PROBLEM TO SOLVE –
Each line below must be set down exactly; omit any image you find.

= = = = = = =

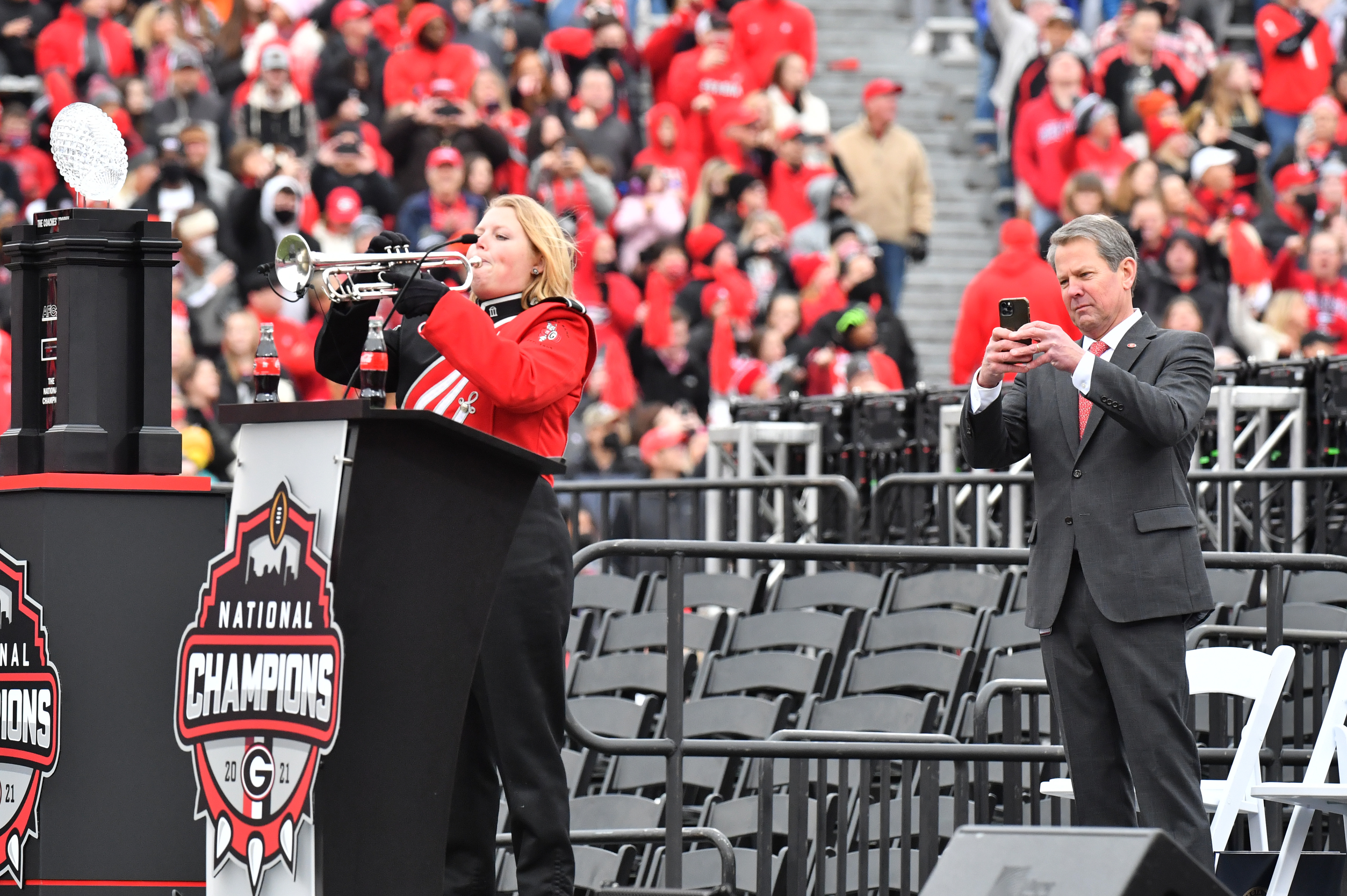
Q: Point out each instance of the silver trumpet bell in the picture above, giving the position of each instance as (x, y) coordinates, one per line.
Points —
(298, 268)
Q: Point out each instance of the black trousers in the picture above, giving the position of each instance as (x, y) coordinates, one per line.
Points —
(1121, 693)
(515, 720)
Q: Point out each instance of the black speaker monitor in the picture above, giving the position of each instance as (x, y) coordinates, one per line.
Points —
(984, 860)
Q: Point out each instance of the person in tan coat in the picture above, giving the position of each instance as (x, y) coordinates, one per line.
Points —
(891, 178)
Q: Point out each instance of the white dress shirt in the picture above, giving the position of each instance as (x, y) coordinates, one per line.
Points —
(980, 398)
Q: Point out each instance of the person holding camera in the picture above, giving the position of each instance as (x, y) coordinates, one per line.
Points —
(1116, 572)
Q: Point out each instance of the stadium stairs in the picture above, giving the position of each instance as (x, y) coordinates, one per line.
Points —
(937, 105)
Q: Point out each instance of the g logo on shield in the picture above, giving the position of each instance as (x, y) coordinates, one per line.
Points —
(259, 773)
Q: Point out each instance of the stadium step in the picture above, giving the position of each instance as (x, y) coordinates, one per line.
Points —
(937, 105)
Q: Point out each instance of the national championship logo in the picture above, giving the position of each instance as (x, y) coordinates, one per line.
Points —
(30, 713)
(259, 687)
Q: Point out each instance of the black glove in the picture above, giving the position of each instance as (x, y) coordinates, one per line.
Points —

= = = = = = =

THE ANSWER –
Q: Point out each instance of the silver trumpet bell in the picture above, giving the position of each instance as (x, y) coordinates, one per line.
Points —
(298, 268)
Q: Point out each instance of the black trousers in the picture above, giving the position of each instance as (x, y) coordinates, one per line.
Points —
(1121, 693)
(515, 720)
Q: Point out each instance of the black speaker monitor in the picture above, giving the position of each instance as (x, y) coordinates, one per line.
Points —
(984, 860)
Q: Point out each instance of the person in tan coat in the picture above, giving the position of each instance as (x, y) coordinates, one per line.
Points —
(891, 178)
Q: Point out each instance of the white dress shirt in the picture above, giving the position of each instance as (x, y) coordinates, one per line.
Points —
(980, 398)
Q: Point out each instance of the person holding camera in the picture above, giving the position of each instance as (x, y) coordinates, one per line.
Points —
(1116, 572)
Q: Point out each instance of the stadium stairs in the picture above, giving the position of each instance as (x, y) coordinates, one per line.
Points —
(937, 105)
Q: Point out each instance of the g logo on shield in the picture above, giving the position of each instance as (x, y) coordinates, one per line.
Points —
(259, 773)
Q: Point out each instance of the stadium step in the picture above, giving the position of each instance as (x, y) coordinates, one per line.
Points —
(937, 105)
Q: Point out each instance of the national championship logo in the picture above, giving the position of each instance as (x, y) coordinates, one per line.
Points —
(30, 713)
(259, 687)
Q: Point out each instance of the black glove in the picture above, giving the position of each instance as (x, y) coordinates, one per line.
Points —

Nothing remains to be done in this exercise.